* Document
::::
The primary base for Customs Valuation is the Transaction Value, i.e., the
price actually paid or payable for the goods when sold for export to the
country of importation, subject to adjustment. The said price should not be
subject to any condition or consideration that could prevent the value from
being determined under Rule 4(1). Where the Department has reason to doubt the
truth or accuracy of a declared value, it may ask the importer to provide
further explanation to the effect that the declared value represents the total
amount actually paid or payable for the imported goods. If the declared value
is lower than the declared value of similar goods imported by other buyers at
or about the same time, it can constitute "reason to doubt"
the truth or accuracy of the declared value indicated in the commercial
invoice (see Rule 10A). Under Rule 8(2)(i) no value shall be determined based
on the selling price of the goods produced in India. In cases where the
Department fails to establish circumstances mentioned in Rule 4(2), the
transaction value declared by the assessee cannot be rejected and the price
mentioned in the Invoice should be held to represent the transaction value.
Applying the above principles to the facts of the present case, we find that
the Department had erred in invoking Rule 7A. Firstly, there was no allegation
made by the Department stating that the transaction was tainted.
The appellant has proved that the transaction was at arm's length. There was
no evidence before the Department to show that the price was pegged at a lower
level on account of the circumstances mentioned in Rule 4(2).
Secondly, the Department has not even alleged that on account of discounts
the price stood pegged at a lower level. Thirdly, we may point out that in a
given case, the Department would be entitled to invoke Rule 7A. For example, in
matters of agro-processing, processing of seeds, refined oil from crude oil
etc., the cost of the raw material has a crucial role to play in the method of
costing. In such cases, crude oil which is the raw material is the major
component of the refined oil (final product). In such cases, if the cost of the
raw material exceeds the price of the final product then in that event the
Department can invoke Rule 7A. However, in the present case, even assuming for
the sake of argument that Rule 7A applies, the Assistant Commissioner of
Customs while applying Rule 7A has followed a peculiar method. She has examined
the cost break-up. She rejects the cost of the raw material but, at the same
time, she accepts the processing charges (figures supplied by the appellant).
::::
* Aim 1
Identify every distinct rule that the customs valuation passage cites by number.
* Aim 2
Extend the customs valuation passage, picking up immediately after its final sentence.
The records that follow come from a separate source and have no connection to the customs valuation passage.
::::
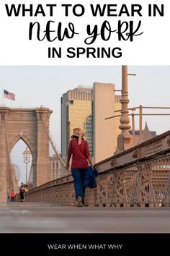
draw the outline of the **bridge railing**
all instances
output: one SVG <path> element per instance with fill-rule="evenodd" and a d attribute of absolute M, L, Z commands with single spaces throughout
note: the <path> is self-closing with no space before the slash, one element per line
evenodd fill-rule
<path fill-rule="evenodd" d="M 170 206 L 170 153 L 100 171 L 97 187 L 86 189 L 85 204 L 100 207 Z M 31 189 L 27 201 L 75 205 L 71 176 Z"/>

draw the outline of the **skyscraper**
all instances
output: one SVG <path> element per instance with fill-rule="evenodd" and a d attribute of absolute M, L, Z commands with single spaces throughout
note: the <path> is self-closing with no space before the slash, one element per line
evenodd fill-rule
<path fill-rule="evenodd" d="M 115 97 L 114 84 L 97 82 L 91 88 L 79 87 L 62 95 L 63 157 L 66 158 L 70 137 L 75 127 L 80 127 L 86 132 L 94 163 L 113 155 L 116 150 L 115 136 L 119 132 L 118 123 L 115 119 L 105 120 L 105 118 L 114 115 L 117 104 L 117 109 L 120 109 L 120 99 L 119 96 Z"/>

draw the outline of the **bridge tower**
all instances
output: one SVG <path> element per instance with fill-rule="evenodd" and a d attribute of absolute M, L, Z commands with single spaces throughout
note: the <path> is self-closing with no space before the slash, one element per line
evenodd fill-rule
<path fill-rule="evenodd" d="M 28 146 L 32 156 L 33 187 L 50 179 L 49 128 L 52 111 L 48 108 L 11 108 L 0 107 L 0 201 L 6 202 L 12 189 L 12 172 L 10 153 L 19 140 Z"/>

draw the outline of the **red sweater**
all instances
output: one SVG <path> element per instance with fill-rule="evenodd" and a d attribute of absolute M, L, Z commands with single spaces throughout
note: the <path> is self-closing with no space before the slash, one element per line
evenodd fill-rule
<path fill-rule="evenodd" d="M 78 138 L 72 139 L 69 143 L 68 155 L 72 155 L 71 168 L 86 168 L 88 167 L 87 157 L 90 155 L 89 144 L 84 139 L 78 145 Z"/>

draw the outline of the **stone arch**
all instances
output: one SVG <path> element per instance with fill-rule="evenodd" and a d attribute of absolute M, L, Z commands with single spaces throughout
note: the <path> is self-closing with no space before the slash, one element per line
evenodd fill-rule
<path fill-rule="evenodd" d="M 35 151 L 35 145 L 31 142 L 30 140 L 23 133 L 22 134 L 18 134 L 11 142 L 9 145 L 9 152 L 12 152 L 12 148 L 14 147 L 14 145 L 17 143 L 17 142 L 22 140 L 23 142 L 28 146 L 31 154 L 32 155 L 33 158 L 33 153 Z"/>
<path fill-rule="evenodd" d="M 47 108 L 0 107 L 0 201 L 6 201 L 7 188 L 12 185 L 10 153 L 19 140 L 32 153 L 33 187 L 50 179 L 49 137 L 43 120 L 48 129 L 51 113 Z"/>

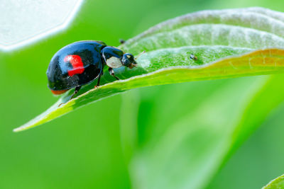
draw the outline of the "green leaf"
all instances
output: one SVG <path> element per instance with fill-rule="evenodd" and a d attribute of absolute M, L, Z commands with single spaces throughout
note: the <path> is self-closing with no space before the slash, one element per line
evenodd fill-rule
<path fill-rule="evenodd" d="M 120 47 L 135 55 L 146 52 L 138 58 L 138 68 L 115 70 L 119 77 L 126 79 L 114 81 L 104 74 L 102 84 L 106 84 L 97 89 L 92 89 L 94 83 L 87 85 L 68 101 L 71 90 L 14 131 L 138 87 L 282 73 L 283 35 L 284 14 L 261 8 L 204 11 L 165 21 Z M 191 55 L 197 59 L 191 59 Z"/>
<path fill-rule="evenodd" d="M 271 181 L 263 189 L 280 189 L 284 188 L 284 175 L 282 175 L 275 179 Z"/>

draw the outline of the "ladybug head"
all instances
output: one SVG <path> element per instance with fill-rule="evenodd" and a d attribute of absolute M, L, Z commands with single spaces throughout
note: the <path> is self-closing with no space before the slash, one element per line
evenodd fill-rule
<path fill-rule="evenodd" d="M 137 62 L 135 61 L 134 56 L 130 53 L 126 53 L 121 58 L 122 64 L 129 68 L 133 68 L 136 66 Z"/>

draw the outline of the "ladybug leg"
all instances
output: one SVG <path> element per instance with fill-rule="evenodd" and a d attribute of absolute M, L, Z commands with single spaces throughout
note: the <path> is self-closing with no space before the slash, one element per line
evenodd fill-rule
<path fill-rule="evenodd" d="M 120 40 L 119 40 L 119 43 L 120 43 L 120 44 L 122 45 L 122 44 L 124 44 L 125 42 L 126 42 L 126 40 L 123 40 L 123 39 L 120 39 Z"/>
<path fill-rule="evenodd" d="M 116 75 L 114 75 L 114 69 L 112 68 L 111 68 L 111 67 L 109 68 L 109 74 L 111 75 L 113 77 L 114 77 L 117 80 L 120 80 L 119 78 L 118 78 L 117 76 L 116 76 Z"/>
<path fill-rule="evenodd" d="M 73 98 L 74 96 L 78 93 L 78 91 L 80 90 L 81 87 L 82 87 L 81 86 L 76 86 L 75 90 L 74 91 L 73 94 L 71 96 L 70 100 L 71 100 L 72 98 Z M 69 100 L 69 101 L 70 101 L 70 100 Z"/>
<path fill-rule="evenodd" d="M 98 86 L 99 86 L 99 81 L 101 80 L 101 76 L 102 75 L 102 71 L 101 72 L 101 74 L 99 74 L 99 78 L 98 78 L 98 82 L 97 83 L 97 85 L 94 87 L 94 88 L 98 88 Z"/>
<path fill-rule="evenodd" d="M 72 98 L 73 98 L 74 96 L 78 93 L 79 90 L 80 90 L 81 87 L 82 87 L 81 86 L 76 86 L 75 90 L 74 91 L 74 93 L 71 96 L 70 99 L 69 99 L 69 101 L 70 101 Z M 62 103 L 59 104 L 58 107 L 60 107 L 60 105 L 64 103 Z"/>

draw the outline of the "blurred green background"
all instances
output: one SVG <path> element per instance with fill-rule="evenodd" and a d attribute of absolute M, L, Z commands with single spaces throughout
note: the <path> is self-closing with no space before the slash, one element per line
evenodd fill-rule
<path fill-rule="evenodd" d="M 256 6 L 284 11 L 283 0 L 84 1 L 65 31 L 0 52 L 0 188 L 260 188 L 283 173 L 283 104 L 220 167 L 210 161 L 219 156 L 215 149 L 226 132 L 199 124 L 210 116 L 217 125 L 223 118 L 231 121 L 228 109 L 234 111 L 236 102 L 267 76 L 138 88 L 12 132 L 56 101 L 47 88 L 45 71 L 62 47 L 83 40 L 117 46 L 119 39 L 178 16 Z M 204 108 L 195 111 L 199 107 Z M 207 114 L 215 109 L 219 117 Z M 177 131 L 175 125 L 186 129 Z M 189 128 L 194 134 L 179 141 Z M 214 148 L 207 145 L 214 142 Z M 208 149 L 212 151 L 207 154 Z M 176 153 L 169 154 L 170 149 Z M 178 164 L 184 161 L 199 164 Z"/>

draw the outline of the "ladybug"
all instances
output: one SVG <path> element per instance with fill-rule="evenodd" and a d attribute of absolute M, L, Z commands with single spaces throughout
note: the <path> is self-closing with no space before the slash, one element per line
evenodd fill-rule
<path fill-rule="evenodd" d="M 75 88 L 71 99 L 82 86 L 94 79 L 97 79 L 95 88 L 99 86 L 105 65 L 109 67 L 109 74 L 119 79 L 113 68 L 124 66 L 132 69 L 136 64 L 133 55 L 103 42 L 76 42 L 60 49 L 51 59 L 46 72 L 48 88 L 55 95 Z"/>

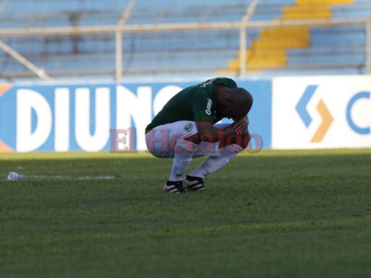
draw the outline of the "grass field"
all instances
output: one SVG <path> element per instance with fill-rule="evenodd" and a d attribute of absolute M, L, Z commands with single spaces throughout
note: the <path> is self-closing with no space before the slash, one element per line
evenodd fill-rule
<path fill-rule="evenodd" d="M 371 277 L 371 149 L 245 153 L 178 195 L 171 165 L 0 155 L 0 277 Z"/>

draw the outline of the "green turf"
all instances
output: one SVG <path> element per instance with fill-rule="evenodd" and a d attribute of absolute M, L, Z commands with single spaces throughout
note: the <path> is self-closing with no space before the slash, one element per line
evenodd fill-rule
<path fill-rule="evenodd" d="M 180 195 L 171 165 L 1 155 L 0 277 L 371 277 L 371 149 L 245 153 Z"/>

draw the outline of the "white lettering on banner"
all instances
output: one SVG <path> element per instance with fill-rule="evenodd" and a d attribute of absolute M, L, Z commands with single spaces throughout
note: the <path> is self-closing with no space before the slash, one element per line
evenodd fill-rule
<path fill-rule="evenodd" d="M 180 87 L 173 85 L 166 86 L 161 89 L 156 95 L 156 98 L 153 101 L 153 114 L 155 115 L 157 115 L 166 102 L 182 90 L 182 88 Z"/>
<path fill-rule="evenodd" d="M 152 88 L 138 87 L 136 95 L 126 88 L 116 86 L 116 129 L 132 127 L 132 118 L 136 129 L 136 149 L 146 149 L 144 130 L 151 121 Z"/>
<path fill-rule="evenodd" d="M 101 150 L 109 138 L 110 101 L 109 88 L 95 89 L 95 129 L 90 135 L 90 90 L 76 89 L 75 96 L 75 136 L 79 146 L 87 152 Z"/>
<path fill-rule="evenodd" d="M 370 76 L 273 79 L 272 148 L 371 147 Z"/>
<path fill-rule="evenodd" d="M 32 132 L 32 110 L 37 116 L 36 128 Z M 47 100 L 32 90 L 17 91 L 17 139 L 19 152 L 31 152 L 45 142 L 52 130 L 52 111 Z"/>
<path fill-rule="evenodd" d="M 54 150 L 68 152 L 70 149 L 70 90 L 56 89 L 54 99 Z"/>

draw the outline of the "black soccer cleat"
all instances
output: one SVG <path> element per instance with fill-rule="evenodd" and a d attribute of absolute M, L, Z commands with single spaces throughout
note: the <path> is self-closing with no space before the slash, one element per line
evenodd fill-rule
<path fill-rule="evenodd" d="M 164 190 L 168 193 L 185 193 L 187 190 L 183 187 L 183 183 L 182 181 L 167 181 L 164 186 Z"/>
<path fill-rule="evenodd" d="M 198 177 L 186 176 L 183 186 L 188 191 L 204 191 L 206 190 L 203 179 Z"/>

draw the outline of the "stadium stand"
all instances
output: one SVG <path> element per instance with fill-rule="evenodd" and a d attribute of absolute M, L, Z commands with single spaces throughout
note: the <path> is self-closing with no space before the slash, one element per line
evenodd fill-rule
<path fill-rule="evenodd" d="M 126 24 L 239 22 L 251 1 L 138 0 Z M 129 2 L 3 1 L 0 30 L 114 26 Z M 370 10 L 371 1 L 366 0 L 260 0 L 250 21 L 365 19 Z M 3 35 L 0 40 L 53 78 L 114 79 L 114 33 Z M 255 74 L 362 74 L 365 45 L 365 24 L 249 28 L 246 65 L 248 72 Z M 239 47 L 237 29 L 125 33 L 123 74 L 129 77 L 238 74 Z M 35 78 L 2 51 L 0 76 Z"/>

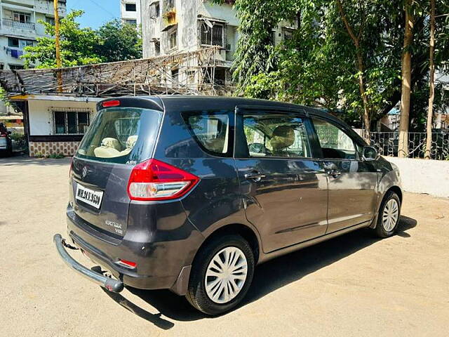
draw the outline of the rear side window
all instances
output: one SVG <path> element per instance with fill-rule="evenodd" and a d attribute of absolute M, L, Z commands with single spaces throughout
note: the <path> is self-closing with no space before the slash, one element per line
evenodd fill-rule
<path fill-rule="evenodd" d="M 245 113 L 243 133 L 250 157 L 311 157 L 302 119 L 278 113 Z"/>
<path fill-rule="evenodd" d="M 135 164 L 152 155 L 162 112 L 114 107 L 100 110 L 76 155 L 99 161 Z"/>
<path fill-rule="evenodd" d="M 218 157 L 232 157 L 232 112 L 212 111 L 183 113 L 182 117 L 196 143 L 206 152 Z"/>

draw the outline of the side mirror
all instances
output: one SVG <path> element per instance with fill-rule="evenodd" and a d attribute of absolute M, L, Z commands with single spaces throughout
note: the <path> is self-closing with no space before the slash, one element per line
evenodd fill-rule
<path fill-rule="evenodd" d="M 377 150 L 373 146 L 364 146 L 362 150 L 362 159 L 367 161 L 377 159 Z"/>

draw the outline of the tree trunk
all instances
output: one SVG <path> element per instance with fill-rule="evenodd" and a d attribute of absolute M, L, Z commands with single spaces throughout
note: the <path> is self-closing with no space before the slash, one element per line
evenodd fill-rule
<path fill-rule="evenodd" d="M 424 159 L 430 159 L 432 147 L 432 117 L 434 117 L 434 97 L 435 96 L 435 0 L 430 0 L 430 55 L 429 64 L 430 77 L 429 79 L 429 109 L 427 110 L 427 139 L 426 140 L 426 152 Z"/>
<path fill-rule="evenodd" d="M 398 156 L 408 156 L 408 119 L 410 114 L 410 95 L 412 79 L 412 52 L 413 41 L 413 18 L 410 13 L 412 0 L 406 0 L 406 30 L 402 54 L 402 88 L 401 93 L 401 121 L 399 122 L 399 144 Z"/>
<path fill-rule="evenodd" d="M 352 29 L 352 27 L 348 22 L 344 11 L 343 10 L 343 5 L 340 0 L 337 0 L 337 6 L 338 6 L 338 11 L 340 15 L 342 18 L 342 20 L 344 24 L 346 30 L 348 32 L 349 37 L 354 41 L 354 44 L 356 46 L 356 57 L 357 63 L 357 70 L 358 70 L 358 89 L 360 91 L 360 95 L 363 104 L 363 124 L 365 124 L 365 132 L 363 138 L 365 140 L 370 143 L 370 124 L 371 124 L 371 114 L 370 111 L 370 105 L 368 103 L 368 98 L 366 95 L 366 90 L 365 88 L 365 79 L 363 77 L 363 72 L 365 70 L 365 65 L 363 64 L 363 57 L 360 47 L 360 39 L 359 37 L 361 34 L 361 31 L 359 32 L 358 37 L 356 37 Z"/>

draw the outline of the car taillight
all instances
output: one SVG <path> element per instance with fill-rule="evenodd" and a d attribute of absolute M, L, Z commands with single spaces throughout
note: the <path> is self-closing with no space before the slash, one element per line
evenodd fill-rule
<path fill-rule="evenodd" d="M 156 159 L 138 164 L 131 172 L 128 194 L 131 200 L 168 200 L 185 195 L 199 178 Z"/>
<path fill-rule="evenodd" d="M 128 268 L 135 268 L 138 266 L 138 264 L 135 262 L 128 261 L 126 260 L 119 260 L 116 263 L 123 265 L 123 267 L 126 267 Z"/>
<path fill-rule="evenodd" d="M 72 159 L 70 159 L 70 166 L 69 167 L 69 178 L 72 176 L 72 164 L 73 164 L 73 157 L 74 156 L 72 156 Z"/>

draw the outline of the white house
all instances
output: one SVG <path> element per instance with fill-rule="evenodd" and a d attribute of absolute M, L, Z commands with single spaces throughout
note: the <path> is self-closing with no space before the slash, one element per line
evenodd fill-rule
<path fill-rule="evenodd" d="M 142 20 L 144 58 L 217 46 L 220 49 L 213 70 L 214 81 L 217 84 L 229 81 L 229 70 L 239 37 L 239 20 L 232 8 L 234 1 L 228 0 L 222 5 L 208 0 L 137 1 Z M 280 22 L 273 31 L 273 43 L 288 39 L 296 27 L 296 22 Z M 193 71 L 183 74 L 174 68 L 171 72 L 175 82 L 199 82 L 198 74 Z"/>
<path fill-rule="evenodd" d="M 66 15 L 66 0 L 59 0 L 59 15 Z M 53 0 L 0 0 L 0 69 L 22 69 L 23 48 L 45 36 L 42 20 L 54 24 Z"/>
<path fill-rule="evenodd" d="M 140 3 L 138 0 L 120 0 L 120 18 L 123 23 L 140 25 Z"/>

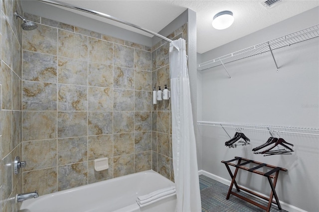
::::
* Result 1
Rule 4(1), Rule 10A, Rule 8(2)(i), Rule 4(2), Rule 7A

* Result 2
Rule 7A refers to Computed Value in contradistinction to Rule 7 which refers to
Deductive Value. Computed value under Rule 7A is the value of the imported
goods consisting of the cost or value of materials plus amount for profit and
cost or value of all other expenses under Rule 9(2). Further, Rule 7A is
subject to the provisions of Rule 3. Rule 3 applies in cases where the buyer
and seller are related. In the present case, there is no finding given that the
buyer and seller are related. In the interpretative note to Rule 7A, value of
imported goods is to be determined by examining the costs of production of the
goods and the said interpretative note clarifies that Rule 7A should be applied
to those cases where the buyer and seller are related. Further, if the officer
wants to proceed under Rule 7A, the cost or value has got to be decided on the
basis of the commercial accounts of the producer, provided that such accounts
are consistent with the accounting standards applicable in the country where
the goods are produced. In the present case, the producer is from Bangladesh.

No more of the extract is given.